# FRAGMENTO SELECCIONADO
<<<<

Tanto el mundo de las bailarinas exóticas y strippers, como el actor fetiche Karren Karagulian, ambos presentes en una de las primeras películas de Sean Baker, Starlet (2012), reaparecen ahora en su triunfal Anora (2024)

El gesto principal de la obra de Sean Baker consiste en la deconstrucción de las grandes aspiraciones que, justamente, hicieron a los Estados Unidos lo que es. Un territorio de inmigrantes, la tierra prometida para el self made man, un lugar de oportunidades para empezar de nuevo. Esa impronta alimentó el cine de los años de la consolidación de Hollywood y ese modo de vida impregnó su cultura, definió sus sujetos, modeló la mirada del mundo sobre aquel país de logros y conquistas. Pero también, para muchos, los sueños quedaron en el camino, hubo oportunidades que no se concretaron, paraísos malogrados por un revés del destino o una mala jugada de la suerte. Esos son los protagonistas del cine de Sean Baker, a menudo muy peyorativamente catalogados como los white trash (la basura blanca) de la llamada América profunda, los que habitan los moteles de la contracara de Disney en Florida, los que están solos, los que no pudieron triunfar, los que fracasaron en el intento.

El primero de sus protagonistas reconocibles fue un inmigrante chino en Take-Out (2004), una historia nutrida de los ecos del cine negro en la que Ming Ding (Charles Jang) tiene solo un día para juntar el dinero de una deuda de juego. La ciudad de Nueva York se convierte entonces en un extraño derrotero de mala fortuna, de sombras que surgen de una realidad signada por el caos y el absurdo. “Hice dos películas en Nueva York, Take-Out y Príncipe de Broadway (2008) – explicaba el director en una entrevista con la revista Film Comment hace unos años, a propósito del estreno de Proyecto Florida (2017), el primero de sus éxitos-, luego me fui a Los Ángeles para hacer Starlet (2012), y me quedé para Tangerine (2015). Para mí cada lugar es un personaje”. Y así lo demuestra en este regreso a Nueva York que propone en Anora, su última película, premiada con la Palma de Oro en Cannes y convertida en la gran apuesta para los premios de esta temporada. Una ciudad sin traje de fiesta.

Sean Baker en el rodaje de Tangerine (2015), filmada en las calles de Los Ángeles con un celular.

La historia de Anora (Mikey Madison), una especie de Cenicienta que conoce a su príncipe azul bailando en el caño y vive una aventura alocada que recuerda a la Julia Roberts de Mujer bonita, pero con un despertar más agridulce, tiene retazos de las obras anteriores de Baker. La Nueva York de sus comienzos, sin las postales turísticas, las trabajadoras sexuales que habían sido epicentro de Tangerine y que habían aparecido también en Starlet y Proyecto Florida, los hombres engreídos que aspiran a una gloria para la que no dan la talla como en Red Rocket (2021), la precariedad laboral, el humor inesperado, el registro cercano a esa vida real que no puede ser imitada. Pero Anora tiene también algo del cuento de hadas y la comedia romántica, una luz interior para su personaje que recuerda a la angelical Dree Hemingway de Starlet, aquella actriz porno con sueños rotos y amigos ingratos que encontraba en una anciana del valle de San Fernando esa ilusión de pertenencia que parecía perdida para siempre.

>>>>

# OBJETIVO 1
Según el fragmento sobre el cine de Sean Baker, ¿qué premio recibió Anora en Cannes?
# OBJETIVO 2
Prosigue el fragmento sobre el cine de Sean Baker a partir de su última oración.
El material procede de otra fuente.

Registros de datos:

<<<<

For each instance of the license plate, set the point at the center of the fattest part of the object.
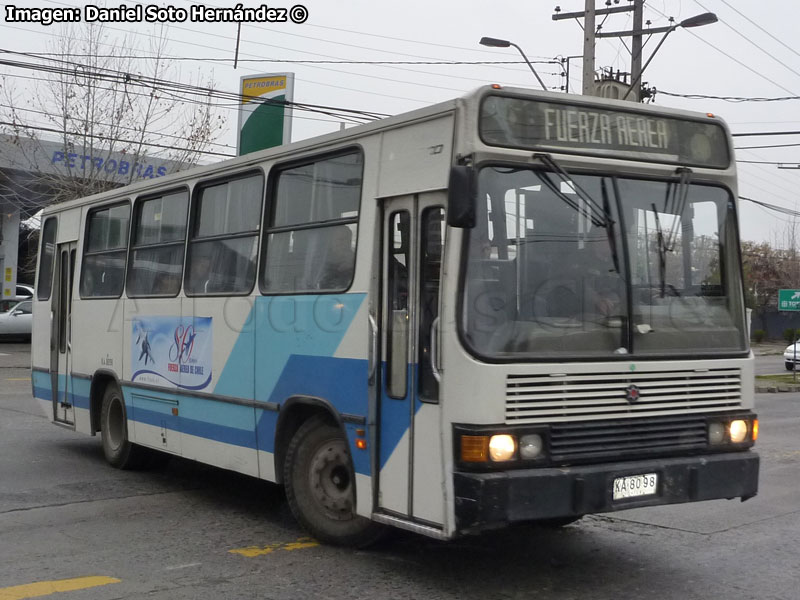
(635, 485)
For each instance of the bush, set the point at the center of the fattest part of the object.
(790, 335)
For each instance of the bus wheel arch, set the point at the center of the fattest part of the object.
(320, 484)
(112, 423)
(100, 381)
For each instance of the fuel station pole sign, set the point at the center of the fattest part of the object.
(789, 300)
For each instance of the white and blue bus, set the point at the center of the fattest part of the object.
(511, 307)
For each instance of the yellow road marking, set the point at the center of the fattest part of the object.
(45, 588)
(253, 551)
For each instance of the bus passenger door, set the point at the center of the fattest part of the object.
(61, 335)
(410, 459)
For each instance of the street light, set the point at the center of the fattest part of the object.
(696, 21)
(496, 43)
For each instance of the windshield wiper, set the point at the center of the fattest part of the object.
(599, 215)
(612, 238)
(675, 204)
(592, 209)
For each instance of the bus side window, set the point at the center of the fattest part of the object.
(105, 253)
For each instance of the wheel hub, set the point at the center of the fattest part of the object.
(330, 480)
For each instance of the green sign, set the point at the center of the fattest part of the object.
(789, 300)
(265, 111)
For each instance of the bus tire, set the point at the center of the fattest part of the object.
(320, 486)
(118, 450)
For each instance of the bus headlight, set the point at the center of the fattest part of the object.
(738, 431)
(530, 446)
(716, 433)
(502, 447)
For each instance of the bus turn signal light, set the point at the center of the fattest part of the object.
(474, 448)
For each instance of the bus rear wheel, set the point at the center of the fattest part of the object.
(320, 486)
(118, 450)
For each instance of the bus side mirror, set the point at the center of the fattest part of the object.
(461, 197)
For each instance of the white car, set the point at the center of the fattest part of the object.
(790, 357)
(17, 320)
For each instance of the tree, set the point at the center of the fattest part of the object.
(110, 114)
(767, 270)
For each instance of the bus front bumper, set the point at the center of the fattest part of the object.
(497, 499)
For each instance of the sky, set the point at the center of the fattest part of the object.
(752, 52)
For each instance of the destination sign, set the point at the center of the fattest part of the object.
(532, 124)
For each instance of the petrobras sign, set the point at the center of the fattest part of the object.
(33, 155)
(172, 352)
(265, 111)
(108, 165)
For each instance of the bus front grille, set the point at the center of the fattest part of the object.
(593, 440)
(592, 396)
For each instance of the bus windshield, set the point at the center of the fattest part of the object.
(600, 266)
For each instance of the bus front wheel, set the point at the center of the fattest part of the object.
(320, 486)
(118, 450)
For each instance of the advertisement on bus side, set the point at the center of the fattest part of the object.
(172, 351)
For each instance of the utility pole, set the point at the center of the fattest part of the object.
(590, 34)
(636, 48)
(588, 48)
(589, 16)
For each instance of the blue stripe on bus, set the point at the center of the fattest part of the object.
(212, 431)
(287, 326)
(77, 391)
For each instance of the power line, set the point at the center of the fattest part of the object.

>>>>

# RESPUESTA 1
La Palma de Oro.

# RESPUESTA 2
Personajes patéticos y entrañables

Podríamos afirmar que el cine de Sean Baker es un cine de personajes antes que de grandes acciones. Un cine ‘a la europea’, en palabras de François Truffaut, quien aseveraba que el cine de Estados Unidos siempre se había afirmado en la intriga, en la emergencia del conflicto, en la fortaleza de la estructura narrativa. El cine de Baker, en cambio, esquiva la trama convencional de tres actos en virtud de estructuras episódicas, que siguen el devenir de sus protagonistas, a menudo erráticos y extravagantes, queribles pero patéticos, rozando el ridículo y la mendacidad, esquivos para la cómoda identificación. Ahí están el estafador callejero de Príncipe de Broadway, escapando a sus responsabilidades paternales, las chicas trans de Tangerine, sorteando proxenetas y pendencieros en busca del amor perdido, el actor porno de Red Rocket, engreído e inmoral que aspira a pedirle a la vida lo que cree que le debe.

Proyecto Florida (2017) fue uno de los primeros triunfos de Sean Baker, más allá de la escena del cine independiente

A todos ellos Sean Baker los retrata con la cercanía justa que le exige su condición humana, sin idealizar su miseria ni sus malos actos, pero acompañando aquel arduo camino de espinas que les ha tocado en suerte. Algunos de ellos están tocados por la gracia. No solo la Jane de Starlet, sino también las nenas que se hacen amigas en Proyecto Florida (dando lugar a uno de los finales más conmovedores de su cine), la bailarina exótica de Anora, que le regala su nombre y su ángel a una película que equilibra con justicia el humor más desenfrenado y la tristeza contenida en lágrimas definitivas. A todas ellas, como al sacrificado Lonnie de Red Rocket, que entrega su libertad a una amistad que no la merece, Baker los convierte en habitantes predilectos de un extraño ecosistema capturado por su cámara. “Siempre hago castings callejeros -señala-, es importante para mí. Encontré a Valeria Cotto, quien interpreta a Jancey en Proyecto Florida, en un Target [tienda de ropa]. Me llamó la atención a la distancia por el pelo tan pelirrojo. Le di mi tarjeta a su madre y, si bien al principio se sorprendió, me buscó en Google, vio que era real y trajo a Valeria a la audición”.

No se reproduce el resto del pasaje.